━━━ Source records
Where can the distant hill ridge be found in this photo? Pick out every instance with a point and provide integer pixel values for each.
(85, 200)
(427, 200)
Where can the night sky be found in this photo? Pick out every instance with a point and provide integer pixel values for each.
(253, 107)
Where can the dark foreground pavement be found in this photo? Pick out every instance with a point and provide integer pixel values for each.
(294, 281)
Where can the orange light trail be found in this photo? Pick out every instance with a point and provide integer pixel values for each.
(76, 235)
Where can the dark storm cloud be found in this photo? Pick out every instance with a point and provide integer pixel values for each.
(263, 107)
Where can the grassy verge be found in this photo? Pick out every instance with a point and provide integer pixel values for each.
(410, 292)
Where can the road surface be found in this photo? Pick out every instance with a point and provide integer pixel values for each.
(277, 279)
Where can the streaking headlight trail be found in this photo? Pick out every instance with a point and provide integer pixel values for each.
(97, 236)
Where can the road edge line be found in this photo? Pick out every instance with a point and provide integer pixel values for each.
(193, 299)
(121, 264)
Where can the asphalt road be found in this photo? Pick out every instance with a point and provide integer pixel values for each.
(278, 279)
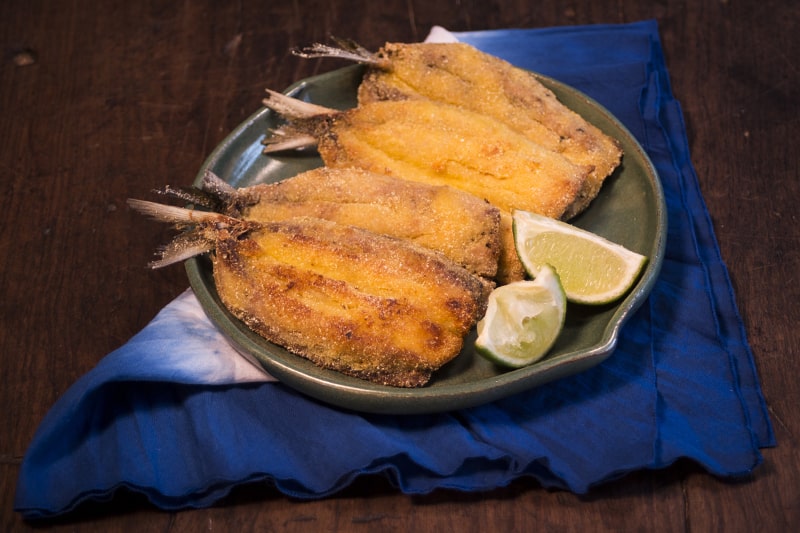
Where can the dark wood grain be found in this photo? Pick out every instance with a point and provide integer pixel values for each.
(101, 101)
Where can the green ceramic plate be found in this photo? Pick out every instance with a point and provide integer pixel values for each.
(630, 210)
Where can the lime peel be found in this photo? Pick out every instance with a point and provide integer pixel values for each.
(523, 320)
(593, 270)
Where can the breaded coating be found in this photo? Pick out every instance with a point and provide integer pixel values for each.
(461, 226)
(461, 75)
(367, 305)
(438, 144)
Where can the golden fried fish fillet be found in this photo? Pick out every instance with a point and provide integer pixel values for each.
(438, 144)
(461, 75)
(367, 305)
(463, 227)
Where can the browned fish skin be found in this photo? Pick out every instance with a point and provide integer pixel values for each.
(439, 144)
(366, 305)
(463, 227)
(459, 74)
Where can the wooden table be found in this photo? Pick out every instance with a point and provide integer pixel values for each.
(101, 101)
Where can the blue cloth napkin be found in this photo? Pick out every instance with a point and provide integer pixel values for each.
(682, 383)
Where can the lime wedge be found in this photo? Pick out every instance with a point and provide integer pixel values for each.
(593, 270)
(522, 320)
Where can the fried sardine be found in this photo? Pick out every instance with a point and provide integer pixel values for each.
(367, 305)
(438, 144)
(461, 75)
(461, 226)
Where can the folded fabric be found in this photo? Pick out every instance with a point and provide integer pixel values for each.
(176, 415)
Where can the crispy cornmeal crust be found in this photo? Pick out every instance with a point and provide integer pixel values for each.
(461, 75)
(463, 227)
(367, 305)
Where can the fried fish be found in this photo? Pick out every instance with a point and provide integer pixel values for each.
━━━━━━
Rewrite the items from the line that contains "Where can the crispy" through the end of the items, putting "breadcrumb" in place of "cornmeal" and keeping everything else the same.

→ Solution to the exercise
Where can the crispy breadcrumb crust be found in this photo? Pick out every instance with a point and provide integer pixel values for each.
(461, 75)
(463, 227)
(367, 305)
Where can the fried fish be found in this photo? Pick out every instance with a point and provide integer pixel values for each.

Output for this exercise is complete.